* **Exercício**
Segundo o texto sobre a eleição norte-americana, para qual revista Oliver Stuenkel escreveu o artigo “A Nova Secessão Americana”?

== Trecho do texto ==

No dia 3 de novembro deste ano, ocorreu uma das mais importantes e polarizadas eleições norte-americanas de todos os tempos. A eleição entre Joe Biden, do partido Democrata e Donald Trump, atual presidente dos Estados Unidos, filiado ao partido Republicano, registrou um número recorde de votações populares no país. No dia que este texto foi escrito (11 de novembro), a apuração ainda estava em atividade, mas Joe Biden e Kamala Harris, a primeira vice-presidente mulher e negra, já conquistaram a vitória democrata. No entanto, a pergunta que fica é: como será o governo do novo presidente eleito na prática? Longe das promessas eleitorais ideais, a prática pode ser muito mais difícil e desafiadora.


É com o objetivo de nos fazer refletir sobre os desafios de um governo federal em um país polarizado que Oliver Stuenkel escreveu o artigo “A Nova Secessão Americana”. O professor de relações internacionais da FGV escreveu a matéria para a Revista Piauí no dia 4 de novembro, antes de o novo presidente ser definido, mas já formulando alguns pensamentos sobre o governo que se iniciará em 2021. Segundo Stuenkel, independente de ser Trump ou Biden ocupando a Casa Branca, o próximo mandato presidencial será conturbado: “Quem quer que consiga tomar posse da Casa Branca a partir do dia 20 de janeiro de 2021 enfrentará a missão quase impossível de governar um país à beira da ingovernabilidade. Um país cindido ao meio em todas as instâncias de poder.”

===
== Dados exibidos ==

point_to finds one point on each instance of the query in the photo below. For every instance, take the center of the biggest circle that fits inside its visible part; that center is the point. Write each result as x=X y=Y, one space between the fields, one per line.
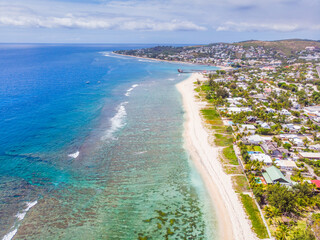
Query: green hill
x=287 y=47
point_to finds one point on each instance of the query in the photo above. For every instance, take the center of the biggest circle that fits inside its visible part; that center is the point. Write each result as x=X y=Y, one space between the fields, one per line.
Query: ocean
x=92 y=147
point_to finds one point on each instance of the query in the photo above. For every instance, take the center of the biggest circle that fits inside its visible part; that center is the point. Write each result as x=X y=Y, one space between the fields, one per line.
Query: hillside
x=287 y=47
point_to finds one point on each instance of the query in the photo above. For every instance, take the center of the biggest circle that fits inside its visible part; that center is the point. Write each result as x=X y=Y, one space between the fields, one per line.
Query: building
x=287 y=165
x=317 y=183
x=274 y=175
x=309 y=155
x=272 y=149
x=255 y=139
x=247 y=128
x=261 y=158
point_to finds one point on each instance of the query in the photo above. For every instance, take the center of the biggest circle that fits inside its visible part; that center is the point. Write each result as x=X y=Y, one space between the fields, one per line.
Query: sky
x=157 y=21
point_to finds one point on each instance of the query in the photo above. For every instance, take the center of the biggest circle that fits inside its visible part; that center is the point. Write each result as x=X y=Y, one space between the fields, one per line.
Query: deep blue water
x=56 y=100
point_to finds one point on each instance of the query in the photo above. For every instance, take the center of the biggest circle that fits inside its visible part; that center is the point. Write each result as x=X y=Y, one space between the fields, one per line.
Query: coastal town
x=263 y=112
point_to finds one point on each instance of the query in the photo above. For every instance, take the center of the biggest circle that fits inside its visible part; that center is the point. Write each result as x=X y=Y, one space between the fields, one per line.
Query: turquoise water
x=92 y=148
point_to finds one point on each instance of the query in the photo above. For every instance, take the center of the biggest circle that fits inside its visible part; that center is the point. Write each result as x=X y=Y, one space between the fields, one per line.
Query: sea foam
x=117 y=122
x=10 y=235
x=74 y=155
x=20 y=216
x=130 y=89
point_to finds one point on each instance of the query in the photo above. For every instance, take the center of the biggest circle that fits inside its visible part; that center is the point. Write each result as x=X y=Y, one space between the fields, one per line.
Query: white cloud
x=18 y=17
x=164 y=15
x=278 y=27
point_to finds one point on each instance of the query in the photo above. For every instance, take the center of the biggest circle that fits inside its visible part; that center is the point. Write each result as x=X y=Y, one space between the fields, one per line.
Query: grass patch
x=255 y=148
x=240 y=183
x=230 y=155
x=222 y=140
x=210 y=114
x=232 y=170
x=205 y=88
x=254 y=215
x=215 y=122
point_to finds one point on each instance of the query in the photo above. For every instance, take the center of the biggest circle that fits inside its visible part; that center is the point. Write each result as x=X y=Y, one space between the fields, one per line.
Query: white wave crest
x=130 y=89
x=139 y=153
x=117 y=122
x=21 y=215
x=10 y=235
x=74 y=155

===

* **Resposta**
Para a Revista Piauí.